- _Brief_
Continue the article about Army engineers conducting route clearance near Contingency Operating Site Marez, picking up after its final sentence.

- _Text shown_
Engineers clear the way for mission success
CONTINGENCY OPERATING SITE MAREZ, Iraq " A gunner with 2nd Platoon, Company C, 4th Brigade Special Troops Battalion, 4th Advise and Assist Brigade, 1st Armored Division, makes last minute checks on a Mine-Resistant Ambush Protected vehicle Sept. 1, 2011, before conducting a route clearance patrol outside of Contingency Operating Site Marez, Iraq. (U.S. Army photo by Spc. Brandon A. Bednarek, 4th AAB PAO, 1st Armored Div., USD " North)

Route clearance is one of several tasks engineers with 2nd platoon, Company C, 4th Brigade Special Troops Battalion, 4th Advise and Assist Brigade, 1st Armored Division, are expected to perform while operating at Contingency Operating Site Marez.
"The objective is to maintain freedom of movement on routes, by searching for … possible IEDs," said 2nd Lt. Matthew Floyd, platoon leader with 2nd Platoon.
For Floyd and his Soldiers, route clearance is a staple of their mission outside the gates of COS Marez.
"We make sure that everyone else can move freely without the threat of an explosive," he said.
On mission nights, up-armored vehicles illuminate the motor pool with their lighting systems. Soldiers in the platoon load mission-essential equipment, including ice-filled coolers with drinks, and conduct preventative maintenance checks, and services.
Prior to movement, Floyd and the platoon sergeant conduct mission briefs so Soldiers are aware of recent enemy activity and are focused on the upcoming objective. Before the Soldiers venture on their mission, a nightly prayer is said in unison as Soldiers bow their heads.

- _Records shown_
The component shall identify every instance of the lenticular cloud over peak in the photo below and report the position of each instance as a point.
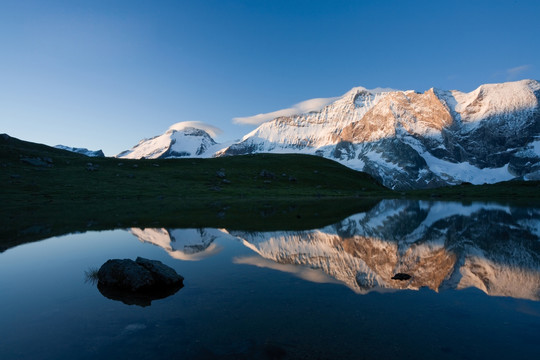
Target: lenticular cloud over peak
(299, 108)
(210, 129)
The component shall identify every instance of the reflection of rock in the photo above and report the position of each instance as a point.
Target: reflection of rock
(137, 282)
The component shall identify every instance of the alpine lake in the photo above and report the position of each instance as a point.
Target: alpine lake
(472, 289)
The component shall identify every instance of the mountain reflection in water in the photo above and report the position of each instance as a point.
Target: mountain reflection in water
(441, 245)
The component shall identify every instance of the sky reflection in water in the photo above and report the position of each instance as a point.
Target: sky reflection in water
(246, 294)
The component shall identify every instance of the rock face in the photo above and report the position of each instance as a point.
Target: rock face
(137, 282)
(413, 140)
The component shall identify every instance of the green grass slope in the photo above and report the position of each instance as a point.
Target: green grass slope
(47, 191)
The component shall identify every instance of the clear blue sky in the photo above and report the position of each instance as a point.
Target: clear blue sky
(105, 74)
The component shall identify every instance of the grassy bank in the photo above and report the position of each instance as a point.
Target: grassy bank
(47, 191)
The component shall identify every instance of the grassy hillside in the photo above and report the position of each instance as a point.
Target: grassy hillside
(47, 191)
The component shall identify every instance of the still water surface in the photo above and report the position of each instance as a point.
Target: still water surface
(318, 294)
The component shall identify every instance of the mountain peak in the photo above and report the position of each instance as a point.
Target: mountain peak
(184, 139)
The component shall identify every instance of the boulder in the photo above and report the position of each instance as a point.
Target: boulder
(401, 276)
(137, 282)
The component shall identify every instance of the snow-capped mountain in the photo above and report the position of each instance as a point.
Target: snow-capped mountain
(442, 246)
(84, 151)
(180, 140)
(417, 140)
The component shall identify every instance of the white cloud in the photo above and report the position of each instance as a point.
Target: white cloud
(517, 71)
(300, 108)
(210, 129)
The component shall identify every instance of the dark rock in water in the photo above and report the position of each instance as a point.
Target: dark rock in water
(137, 282)
(401, 276)
(267, 174)
(137, 298)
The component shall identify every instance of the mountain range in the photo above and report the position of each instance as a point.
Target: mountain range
(405, 139)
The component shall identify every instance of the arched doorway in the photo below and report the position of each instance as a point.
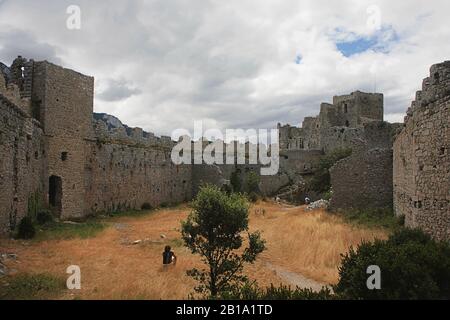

- _Result of this exercise_
The engineers spend hours traveling up and down routes with careful attention, cautiously monitoring suspicious vehicles and activity. External cameras mounted on vehicles assist in determining whether an object lying on the roadside is a potential threat.
Regardless of rank or experience, each Soldier on the road has a responsibility and expectation to halt the patrol if witnessing something out of the ordinary.
"No one job or person is any more important than another," Floyd said. "It doesn't matter if it's a (private first class) on his third patrol or if it's me -- everyone has the control to make that decision."
Frequent radio chatter keeps patrol vehicles focused and in constant contact with one another. Occasionally, a joke can be heard on the headsets, revealing the level of unity that flows within the platoon.
"We are actually a really tight-knit platoon," explained Floyd, adding that the Soldiers are motivated, focused, respectful and work very well with each other.
In order to keep Soldiers safe on missions, preparation and training are essential cornerstones for leadership, said Floyd. Repeating rehearsals and scenarios are a common practice that keeps the platoon knowledgeable and calculated. It's also crucial to teach Soldiers not to react to IEDs the same way twice, he said.
"Everyone gets the job done, especially our leadership," said Spc. Chad Daniel, an engineer with 2nd platoon on his first deployment. "They make sure the lower enlisted is trained well."
Daniel, who mans a Common Remotely Operated Weapon while riding in a Buffalo Mine-Resistant Vehicle, found that the training he received has suited him for a life of uncertainty outside the wire.
"Everything I was expected to do, everything that I was trained to do, is exactly what I expected it to be," he said.
The adaptability of the Army and advancements in military technology have greatly improved since the first units arrived in Iraq almost eight years ago, including the methods and equipment used for route clearance, which have significantly decreased the amount of time that Soldiers need to be on the roads, said Floyd.
After a long night work, the platoon returns to COS Marez with their mission accomplished. Soldiers park and refuel vehicles, take time to recover, and perform maintenance and rehearsals until their next mission.